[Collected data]

________________________________________

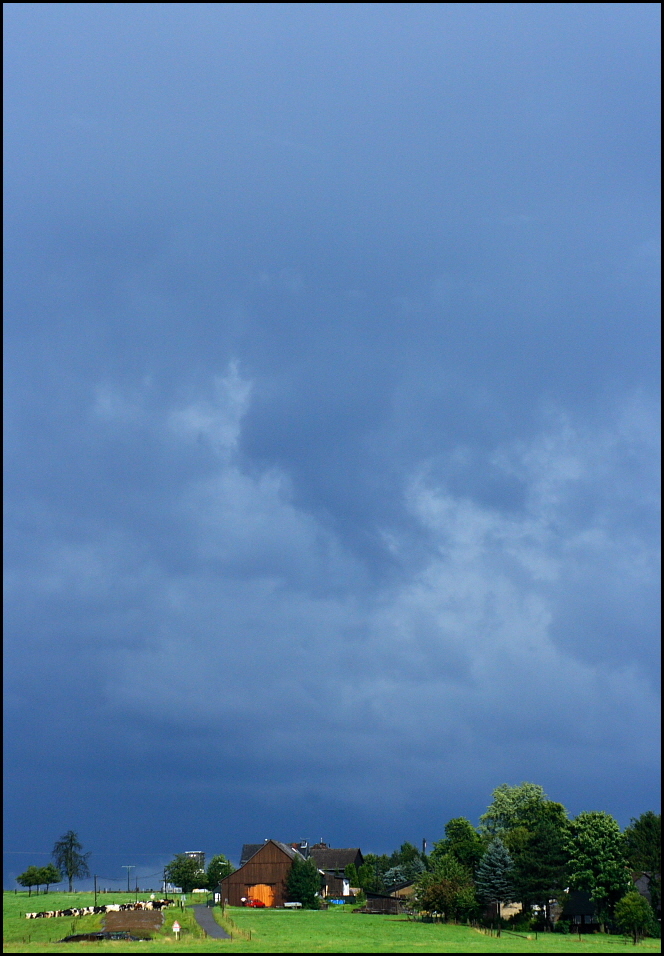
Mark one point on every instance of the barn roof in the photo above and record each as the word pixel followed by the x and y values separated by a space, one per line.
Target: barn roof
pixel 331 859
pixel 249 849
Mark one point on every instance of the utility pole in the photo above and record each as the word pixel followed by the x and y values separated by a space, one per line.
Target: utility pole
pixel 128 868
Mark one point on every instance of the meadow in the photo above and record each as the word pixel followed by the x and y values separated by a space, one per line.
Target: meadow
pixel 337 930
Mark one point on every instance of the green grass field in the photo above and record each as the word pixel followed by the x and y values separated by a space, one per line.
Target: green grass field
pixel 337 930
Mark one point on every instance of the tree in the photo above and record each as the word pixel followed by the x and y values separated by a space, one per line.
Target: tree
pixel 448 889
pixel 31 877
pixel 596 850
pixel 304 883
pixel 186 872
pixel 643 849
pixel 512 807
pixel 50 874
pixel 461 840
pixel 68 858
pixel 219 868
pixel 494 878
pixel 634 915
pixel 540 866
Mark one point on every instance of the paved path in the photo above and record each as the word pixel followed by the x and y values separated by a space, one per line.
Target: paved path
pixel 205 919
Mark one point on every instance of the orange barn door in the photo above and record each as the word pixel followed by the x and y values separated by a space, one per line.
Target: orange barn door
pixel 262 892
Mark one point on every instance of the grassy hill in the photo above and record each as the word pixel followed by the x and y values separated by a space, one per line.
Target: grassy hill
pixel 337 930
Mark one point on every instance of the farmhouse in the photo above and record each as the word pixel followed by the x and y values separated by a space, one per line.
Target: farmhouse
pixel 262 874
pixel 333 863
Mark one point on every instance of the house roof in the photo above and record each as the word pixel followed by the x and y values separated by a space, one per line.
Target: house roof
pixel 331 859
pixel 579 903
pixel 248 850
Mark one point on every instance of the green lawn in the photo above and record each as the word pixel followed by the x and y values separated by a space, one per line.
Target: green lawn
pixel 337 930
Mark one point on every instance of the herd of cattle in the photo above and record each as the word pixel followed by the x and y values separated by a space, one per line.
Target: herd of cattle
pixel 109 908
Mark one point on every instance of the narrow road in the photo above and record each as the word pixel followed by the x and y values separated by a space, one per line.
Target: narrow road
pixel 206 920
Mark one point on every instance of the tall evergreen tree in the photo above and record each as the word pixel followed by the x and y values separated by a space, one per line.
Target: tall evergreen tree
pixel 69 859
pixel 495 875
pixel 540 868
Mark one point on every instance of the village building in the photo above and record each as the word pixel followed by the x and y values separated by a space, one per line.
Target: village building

________________________________________

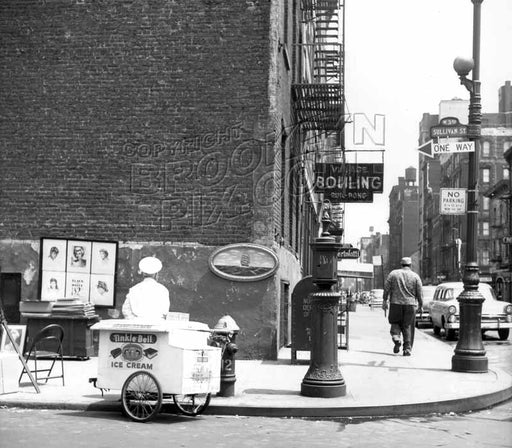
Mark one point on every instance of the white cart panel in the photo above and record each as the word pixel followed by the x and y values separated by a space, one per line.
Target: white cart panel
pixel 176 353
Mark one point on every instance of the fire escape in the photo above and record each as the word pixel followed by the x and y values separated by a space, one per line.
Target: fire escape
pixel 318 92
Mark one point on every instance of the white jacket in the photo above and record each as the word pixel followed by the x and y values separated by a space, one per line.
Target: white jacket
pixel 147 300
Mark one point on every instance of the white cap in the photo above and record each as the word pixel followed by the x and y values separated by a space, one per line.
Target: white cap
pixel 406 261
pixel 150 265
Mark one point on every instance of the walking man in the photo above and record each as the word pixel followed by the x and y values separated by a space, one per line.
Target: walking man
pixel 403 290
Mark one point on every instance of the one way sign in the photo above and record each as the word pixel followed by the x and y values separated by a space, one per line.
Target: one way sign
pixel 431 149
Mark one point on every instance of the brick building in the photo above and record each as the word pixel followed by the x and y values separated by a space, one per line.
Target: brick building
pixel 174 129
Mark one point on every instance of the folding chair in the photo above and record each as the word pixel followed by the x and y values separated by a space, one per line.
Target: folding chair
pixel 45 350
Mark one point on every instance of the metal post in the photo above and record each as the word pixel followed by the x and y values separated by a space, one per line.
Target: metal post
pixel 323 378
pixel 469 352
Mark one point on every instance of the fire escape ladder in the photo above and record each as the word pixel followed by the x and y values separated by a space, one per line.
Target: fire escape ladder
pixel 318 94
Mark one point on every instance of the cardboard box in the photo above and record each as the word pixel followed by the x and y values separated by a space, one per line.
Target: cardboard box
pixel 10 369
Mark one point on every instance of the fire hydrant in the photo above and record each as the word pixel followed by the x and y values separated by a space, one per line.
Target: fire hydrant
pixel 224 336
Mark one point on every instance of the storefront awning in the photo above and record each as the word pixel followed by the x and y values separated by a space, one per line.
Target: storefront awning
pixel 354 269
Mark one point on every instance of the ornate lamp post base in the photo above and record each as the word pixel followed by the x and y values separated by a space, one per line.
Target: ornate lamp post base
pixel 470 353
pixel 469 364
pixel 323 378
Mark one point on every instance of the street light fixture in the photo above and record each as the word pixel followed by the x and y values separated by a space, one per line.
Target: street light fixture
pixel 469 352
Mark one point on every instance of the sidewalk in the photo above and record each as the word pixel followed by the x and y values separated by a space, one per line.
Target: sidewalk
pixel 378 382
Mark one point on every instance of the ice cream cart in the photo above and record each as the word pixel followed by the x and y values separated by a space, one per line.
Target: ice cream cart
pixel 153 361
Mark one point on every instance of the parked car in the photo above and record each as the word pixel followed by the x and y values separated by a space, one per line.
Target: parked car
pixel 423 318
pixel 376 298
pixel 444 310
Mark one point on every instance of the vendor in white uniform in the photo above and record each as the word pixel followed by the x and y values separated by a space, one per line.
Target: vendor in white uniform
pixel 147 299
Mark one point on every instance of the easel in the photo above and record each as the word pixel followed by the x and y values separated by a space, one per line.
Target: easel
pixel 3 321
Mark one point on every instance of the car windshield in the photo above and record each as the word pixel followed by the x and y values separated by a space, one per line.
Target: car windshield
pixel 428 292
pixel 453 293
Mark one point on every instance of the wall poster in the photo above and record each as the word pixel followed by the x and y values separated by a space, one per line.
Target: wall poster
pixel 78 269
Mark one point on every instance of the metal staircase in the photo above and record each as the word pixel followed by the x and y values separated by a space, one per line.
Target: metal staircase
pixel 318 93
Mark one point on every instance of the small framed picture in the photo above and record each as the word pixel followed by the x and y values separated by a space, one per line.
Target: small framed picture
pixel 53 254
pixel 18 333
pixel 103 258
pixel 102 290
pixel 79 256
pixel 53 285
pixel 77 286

________________________________________

Copy the items word for word, starting at the line containing "Mark one point on every instance of the white jacket" and ending at the line containing "pixel 10 369", with both of those lines included.

[FINISHED EXERCISE]
Mark one point on every instance of the white jacket in the photo above and record each as the word pixel followed by the x and y values separated by a space, one per line.
Target: white jacket
pixel 147 300
Mark one point on every instance of the white cap in the photo above and record each as the word pixel followed by the x and y values separated by a space, one per line.
Target: white cap
pixel 406 261
pixel 150 265
Mark one point on every instance of the walking man in the photo above and record each as the word pixel followed by the x and y values separated by a space, one per line.
Target: walking man
pixel 403 290
Mark one point on every instance of the one way sign in the photo above and record each as the word pixel followed by the x and y values separated by a space, one per line.
Target: one way sign
pixel 431 149
Mark one point on every instance of the brick building in the photo above and record each as the word pixel followed by the x and y values separated by a space, one per line.
Target: brick building
pixel 174 129
Mark one point on every instance of the folding chair in the photo above and record each as the word pixel followed by the x and y values separated by a space, one per line.
Target: folding chair
pixel 45 350
Mark one point on every instance of the metal post in the photo above and record each as the word pixel followed by the x and y values separated by a space, one per line.
Target: metal post
pixel 323 378
pixel 469 352
Mark one point on every instance of the fire escape ladder in the photo above and record each as the word pixel followed by the x and y values separated by a space, one per line.
Target: fire escape ladder
pixel 318 94
Mark one point on every instance of the cardboard box in the photo above and record each as the word pixel followed by the x and y values separated by a space, one per line.
Target: cardboard box
pixel 10 369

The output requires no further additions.